Transcreva na íntegra o texto abaixo sobre Johnny Alf, sem mudar nenhuma palavra, número ou sinal.

■ TEXTO ■
● ● ●

• Colunistas

    Sunday, 19-May-2024 18:03:14 -03
    Ruy Castro

    Os cristais de Johnny

    11/04/2016 02h00

    RIO DE JANEIRO - Em 1999, o pesquisador musical Sergio Ximenes foi visitar Johnny Alf. Em certos países, o autor de "Rapaz de Bem" e de tantas canções que lançaram as bases da bossa nova seria um homem rico. Mas Johnny não era. Aos 70 anos, sem renda e sem trabalho, morava numa pequena casa na Mooca, em São Paulo, com uma varandinha, uma saleta, um quarto e um arremedo de quintal.

    Na saleta, ficavam um piano de armário (quebrado, sem uso), uma mesa e uma antiga cristaleira -esta, sem um copo, taça ou garrafa nas prateleiras de vidro, mas abarrotada de papéis. Ximenes viu que eram partituras. Perguntou se podia examiná-las e Johnny disse, claro. Ximenes abriu o móvel e tirou os primeiros maços lá de dentro.

● ● ●

■ DADOS FORNECIDOS ■
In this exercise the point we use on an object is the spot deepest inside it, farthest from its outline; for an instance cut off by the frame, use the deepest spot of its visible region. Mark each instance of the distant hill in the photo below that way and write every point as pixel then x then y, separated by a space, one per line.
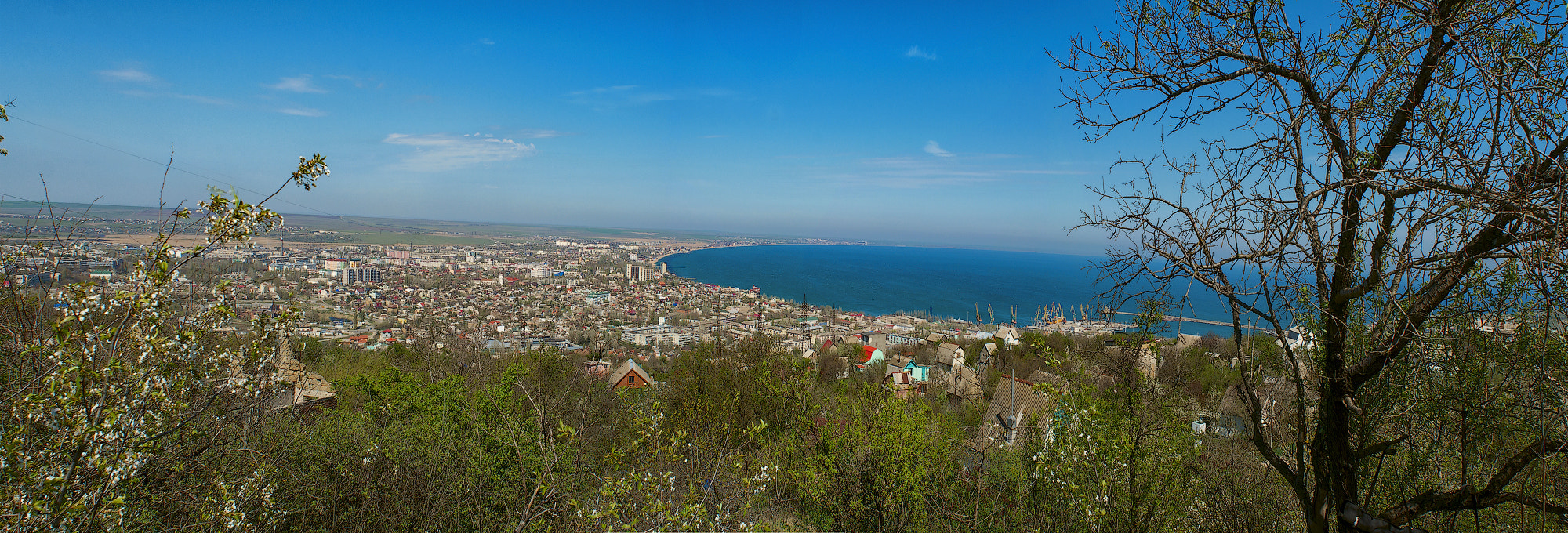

● ● ●

■ RESPOSTA ■
• Colunistas

    Sunday, 19-May-2024 18:03:14 -03
    Ruy Castro

    Os cristais de Johnny

    11/04/2016 02h00

    RIO DE JANEIRO - Em 1999, o pesquisador musical Sergio Ximenes foi visitar Johnny Alf. Em certos países, o autor de "Rapaz de Bem" e de tantas canções que lançaram as bases da bossa nova seria um homem rico. Mas Johnny não era. Aos 70 anos, sem renda e sem trabalho, morava numa pequena casa na Mooca, em São Paulo, com uma varandinha, uma saleta, um quarto e um arremedo de quintal.

    Na saleta, ficavam um piano de armário (quebrado, sem uso), uma mesa e uma antiga cristaleira -esta, sem um copo, taça ou garrafa nas prateleiras de vidro, mas abarrotada de papéis. Ximenes viu que eram partituras. Perguntou se podia examiná-las e Johnny disse, claro. Ximenes abriu o móvel e tirou os primeiros maços lá de dentro.